** Exercise requirements **
**a.** What retrieval strategy does the POLAR framework apply, according to the abstract on annotation-based document retrieval?
**b.** Give every distinct hyphenated word that appears in the abstract on annotation-based document retrieval, including its title and author line.
**c.** Resume the abstract on annotation-based document retrieval, picking up right after its final sentence.

** Passage given **

Annotation-based Document Retrieval with Probabilistic Logics Ingo Frommholz University of Duisburg-Essen Duisburg, Germany [email protected]

Abstract. Annotations are an important part in today’s digital libraries and Web information systems as an instrument for interactive knowledge creation. Annotation-based document retrieval aims at exploiting annotations as a rich source of evidence for document search. The POLAR framework supports annotation-based document search by translating POLAR programs into four-valued probabilistic datalog and applying a retrieval strategy called knowledge augmentation, where the content of a document is augmented with the content of its attached annotations. In order to evaluate this approach and POLAR’s performance in document search, we set up a test collection based on a snapshot of ZDNet News, containing IT-related articles and attached discussion threads. Our evaluation shows that knowledge augmentation has the potential to increase retrieval effectiveness when applied in a moderate way.

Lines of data
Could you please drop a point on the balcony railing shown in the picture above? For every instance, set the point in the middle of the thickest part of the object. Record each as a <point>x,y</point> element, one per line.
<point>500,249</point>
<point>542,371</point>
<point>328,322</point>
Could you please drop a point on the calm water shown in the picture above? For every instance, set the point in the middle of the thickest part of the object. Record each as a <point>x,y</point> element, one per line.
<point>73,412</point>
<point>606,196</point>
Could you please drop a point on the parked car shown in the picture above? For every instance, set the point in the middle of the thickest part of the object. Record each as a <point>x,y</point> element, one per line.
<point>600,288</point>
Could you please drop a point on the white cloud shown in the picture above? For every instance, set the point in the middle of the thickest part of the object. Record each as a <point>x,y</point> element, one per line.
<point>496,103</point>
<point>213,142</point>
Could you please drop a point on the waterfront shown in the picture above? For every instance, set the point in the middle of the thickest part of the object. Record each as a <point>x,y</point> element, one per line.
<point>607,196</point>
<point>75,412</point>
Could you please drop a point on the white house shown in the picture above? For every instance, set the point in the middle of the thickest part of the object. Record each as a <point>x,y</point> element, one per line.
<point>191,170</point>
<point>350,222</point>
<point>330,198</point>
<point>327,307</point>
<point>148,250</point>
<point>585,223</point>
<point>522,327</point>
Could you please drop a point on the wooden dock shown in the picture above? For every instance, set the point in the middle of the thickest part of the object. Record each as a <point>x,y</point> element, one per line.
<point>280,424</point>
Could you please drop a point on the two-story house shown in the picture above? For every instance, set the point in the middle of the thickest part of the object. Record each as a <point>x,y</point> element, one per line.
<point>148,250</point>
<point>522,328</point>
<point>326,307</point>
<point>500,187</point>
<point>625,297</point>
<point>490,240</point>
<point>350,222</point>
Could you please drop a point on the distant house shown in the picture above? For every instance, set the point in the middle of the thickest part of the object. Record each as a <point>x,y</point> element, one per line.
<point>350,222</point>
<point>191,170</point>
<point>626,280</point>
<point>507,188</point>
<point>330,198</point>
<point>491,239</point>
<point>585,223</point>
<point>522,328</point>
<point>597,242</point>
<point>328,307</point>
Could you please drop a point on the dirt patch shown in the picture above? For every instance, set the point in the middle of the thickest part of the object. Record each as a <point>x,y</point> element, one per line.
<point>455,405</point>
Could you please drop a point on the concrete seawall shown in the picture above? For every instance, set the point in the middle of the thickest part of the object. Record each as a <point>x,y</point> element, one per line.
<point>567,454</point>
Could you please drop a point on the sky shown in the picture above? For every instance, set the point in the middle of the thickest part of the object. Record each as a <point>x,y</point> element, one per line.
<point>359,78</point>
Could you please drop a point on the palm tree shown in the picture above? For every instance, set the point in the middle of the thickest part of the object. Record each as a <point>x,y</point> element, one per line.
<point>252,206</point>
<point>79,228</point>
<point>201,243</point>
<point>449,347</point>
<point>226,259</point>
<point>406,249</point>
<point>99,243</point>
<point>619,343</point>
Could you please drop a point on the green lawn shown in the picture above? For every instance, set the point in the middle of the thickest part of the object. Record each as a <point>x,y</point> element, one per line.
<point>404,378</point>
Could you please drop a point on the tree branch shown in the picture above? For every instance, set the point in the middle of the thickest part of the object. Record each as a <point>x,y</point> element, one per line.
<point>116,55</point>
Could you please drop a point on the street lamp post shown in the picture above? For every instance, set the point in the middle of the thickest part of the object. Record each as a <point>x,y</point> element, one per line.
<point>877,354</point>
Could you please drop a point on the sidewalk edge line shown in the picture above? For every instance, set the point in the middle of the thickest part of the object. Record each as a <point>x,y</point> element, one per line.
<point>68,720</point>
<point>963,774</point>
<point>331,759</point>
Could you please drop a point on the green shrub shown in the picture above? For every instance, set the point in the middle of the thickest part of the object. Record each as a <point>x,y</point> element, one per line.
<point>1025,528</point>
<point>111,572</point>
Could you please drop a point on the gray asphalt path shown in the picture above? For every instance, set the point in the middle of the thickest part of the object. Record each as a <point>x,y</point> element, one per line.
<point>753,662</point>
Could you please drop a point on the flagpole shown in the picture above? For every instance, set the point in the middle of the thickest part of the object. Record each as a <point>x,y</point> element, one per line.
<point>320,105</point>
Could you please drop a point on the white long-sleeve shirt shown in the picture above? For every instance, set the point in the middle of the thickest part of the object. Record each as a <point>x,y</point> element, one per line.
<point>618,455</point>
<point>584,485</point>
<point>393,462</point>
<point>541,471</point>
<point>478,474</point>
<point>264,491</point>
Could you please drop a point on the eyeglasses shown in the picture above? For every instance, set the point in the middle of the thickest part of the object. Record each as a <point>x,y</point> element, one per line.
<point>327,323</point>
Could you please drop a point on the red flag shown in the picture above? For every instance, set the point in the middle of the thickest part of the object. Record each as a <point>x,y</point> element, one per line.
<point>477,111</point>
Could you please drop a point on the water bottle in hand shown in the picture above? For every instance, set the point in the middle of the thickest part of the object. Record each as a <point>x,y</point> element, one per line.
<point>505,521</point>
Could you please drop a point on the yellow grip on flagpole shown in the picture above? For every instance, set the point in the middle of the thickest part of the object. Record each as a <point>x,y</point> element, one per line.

** Answers to the exercises **
**a.** POLAR applies knowledge augmentation, in which a document's content is augmented with the content of its attached annotations.

**b.** Annotation-based, Duisburg-Essen, four-valued, IT-related

**c.**
1

Introduction

In today’s digital libraries and Web information systems, annotations are an important instrument for interactive knowledge sharing. By annotating a document, users change their role from passive readers to active content providers. Annotations can be used to establish annotation-based collaborative discussion when they can be annotated again, or they can appear as private notes or remarks. Depending on their role as content-level or meta-level annotations [2], they are an extension to the document content or convey interesting information about documents. In any case, annotations are an important adjunct to the primary material a digital library deals with [11]. Examples for annotationbased discussion can be found in newswire systems on the Web like ZDNet News (http://news.zdnet.com/), where users can write comments to the published articles, which in turn can be commented again. We also find annotation-based discussion in several digital libraries (see, e.g., [6]). Annotations are an important source for satisfying users’ information needs, which is the reason why we evaluated some annotation-based discussion search approaches recently [7]. But annotations can also play an important part in document search as an additional source of evidence for the decision whether a document is relevant w.r.t. a query or not. It is thus a straightforward step to seek for effective methods for annotation-based document retrieval.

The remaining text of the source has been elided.